▸ Text extract:
---*---

Refactoring and large state

What to do when a monolithic root has grown to 3000 resources and plan takes seven minutes. The moved/removed blocks, splitting state across workspaces and separate roots, zero-downtime migration. Senior questions from real migrations at banks and large product teams.

5 вопросов · ~26 мин чтения

#moved-block-vs-state-mv

intermediateиногда

What is the `moved {}` block for, and why is it better than `terraform state mv`?

Что отвечать

`moved {}` declares a resource move in HCL: "what used to be `module.old.x` is now `module.new.x`." At plan, Terraform sees the block and moves the state entry as part of the change set, without destroy and create. The key difference from `state mv` is that it is declarative. The block is committed to the repo, reviewed in a PR, and visible in a colleague's `terraform plan`. Once everyone has run `apply`, you can drop the block a few releases later. `state mv` mutates state locally, shows up nowhere in the PR, and forces colleagues to do the same thing by hand, which is a source of drift between people.

Что хотят услышать

A senior should: - note that the moved block arrived in 1.1 as the standard refactoring mechanism - explain the grace period: the block stays in HCL for a few releases until every environment applies it, then it is removed - say that moved works only for addresses: rename a resource, move it into a child module, change a prefix. It does not work for changing the resource type or the provider - mention that one block describes one resource move; a mass refactor takes several blocks, and the review needs care

Подводные камни

✗ Using `state mv` in a team. Your state knows, your colleagues' state does not, and on their apply they see destroy and create
✗ Removing the moved block before every environment has applied it. The environments that have not applied yet get destroy and create
✗ Thinking moved can change a resource type (`aws_s3_bucket` to `aws_s3_bucket_v2`). It cannot; a type change needs import plus rm

Follow-up

? How many releases should you keep a moved block in the HCL?
? How do you rename a resource across providers (`aws` to `awscc`)?
? What happens if two moved blocks contradict each other?

Глубина в базе знаний

#removed-block

intermediateредко

What is the `removed {}` block, and when do you need it?

Что отвечать

`removed {}` (since 1.7) is a declarative way to take a resource out of Terraform's management without destroying it in the provider. It is the alternative to `terraform state rm`, which mutates state locally. You write a block with the resource address and `lifecycle { destroy = false }`, and on the next apply Terraform drops the entry from state while the resource stays alive in AWS. It is handy when you hand a resource to another team or another root module: they import it on their side, you remove it on yours, and within one PR cycle both sides can see it.

---*---

▸ Given task 1:
According to the refactoring text, which changes of address can a moved block handle?
▸ Given task 2:
Switch "seven minutes" to "ten minutes" and write out the refactoring text again, everything from "What to do when" down to "large product teams.".
The lines after this point play no role here.

▸ Saved entries:
---*---

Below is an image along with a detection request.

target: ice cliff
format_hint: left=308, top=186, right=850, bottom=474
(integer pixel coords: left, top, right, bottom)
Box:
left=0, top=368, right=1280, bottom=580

---*---

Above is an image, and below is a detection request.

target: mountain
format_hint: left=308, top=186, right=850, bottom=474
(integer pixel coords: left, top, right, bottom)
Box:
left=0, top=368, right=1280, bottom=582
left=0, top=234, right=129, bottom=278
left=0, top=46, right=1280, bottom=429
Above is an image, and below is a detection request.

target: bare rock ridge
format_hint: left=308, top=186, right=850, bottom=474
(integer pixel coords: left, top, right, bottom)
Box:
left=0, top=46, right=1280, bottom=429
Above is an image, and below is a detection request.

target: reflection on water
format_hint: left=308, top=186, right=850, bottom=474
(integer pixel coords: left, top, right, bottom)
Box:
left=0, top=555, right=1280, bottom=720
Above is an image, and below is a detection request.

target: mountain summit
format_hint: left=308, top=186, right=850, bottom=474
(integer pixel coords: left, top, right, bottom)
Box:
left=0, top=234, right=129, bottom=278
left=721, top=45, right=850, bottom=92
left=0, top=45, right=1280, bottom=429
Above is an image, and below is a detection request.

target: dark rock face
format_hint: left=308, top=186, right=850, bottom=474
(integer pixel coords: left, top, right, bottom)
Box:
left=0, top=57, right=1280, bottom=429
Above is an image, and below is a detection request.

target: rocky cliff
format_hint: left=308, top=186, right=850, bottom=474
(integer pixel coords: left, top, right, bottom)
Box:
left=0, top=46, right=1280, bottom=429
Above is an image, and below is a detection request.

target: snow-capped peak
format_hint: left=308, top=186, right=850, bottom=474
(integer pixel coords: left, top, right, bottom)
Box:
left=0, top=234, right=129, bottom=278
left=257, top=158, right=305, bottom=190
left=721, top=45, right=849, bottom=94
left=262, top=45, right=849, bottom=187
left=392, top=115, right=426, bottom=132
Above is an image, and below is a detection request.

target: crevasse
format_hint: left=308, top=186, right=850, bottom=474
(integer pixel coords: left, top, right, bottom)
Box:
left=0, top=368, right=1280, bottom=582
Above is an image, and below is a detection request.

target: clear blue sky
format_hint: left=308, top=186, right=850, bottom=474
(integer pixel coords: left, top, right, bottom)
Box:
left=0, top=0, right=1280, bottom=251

---*---

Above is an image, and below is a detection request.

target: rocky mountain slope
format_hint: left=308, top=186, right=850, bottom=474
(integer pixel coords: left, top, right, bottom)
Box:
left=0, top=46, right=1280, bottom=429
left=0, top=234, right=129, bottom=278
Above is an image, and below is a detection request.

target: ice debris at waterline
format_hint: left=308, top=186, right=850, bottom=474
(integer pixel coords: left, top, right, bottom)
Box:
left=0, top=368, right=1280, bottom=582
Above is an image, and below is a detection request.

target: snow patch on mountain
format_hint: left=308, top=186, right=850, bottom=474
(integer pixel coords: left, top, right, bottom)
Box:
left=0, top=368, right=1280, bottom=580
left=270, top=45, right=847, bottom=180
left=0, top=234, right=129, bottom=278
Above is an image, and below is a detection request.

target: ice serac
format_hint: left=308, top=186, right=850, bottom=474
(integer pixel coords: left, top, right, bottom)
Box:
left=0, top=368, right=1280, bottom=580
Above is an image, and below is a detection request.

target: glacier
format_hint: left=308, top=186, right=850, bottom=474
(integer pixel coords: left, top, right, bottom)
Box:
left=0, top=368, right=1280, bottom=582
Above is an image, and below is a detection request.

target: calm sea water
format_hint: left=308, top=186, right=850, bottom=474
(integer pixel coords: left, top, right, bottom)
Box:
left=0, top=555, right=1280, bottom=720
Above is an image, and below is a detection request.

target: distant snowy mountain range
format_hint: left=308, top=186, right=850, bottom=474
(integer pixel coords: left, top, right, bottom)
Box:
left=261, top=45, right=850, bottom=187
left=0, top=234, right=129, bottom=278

---*---

▸ Correct result 1:
Renaming a resource, moving it into a child module, and changing a prefix.

▸ Correct result 2:
What to do when a monolithic root has grown to 3000 resources and plan takes ten minutes. The moved/removed blocks, splitting state across workspaces and separate roots, zero-downtime migration. Senior questions from real migrations at banks and large product teams.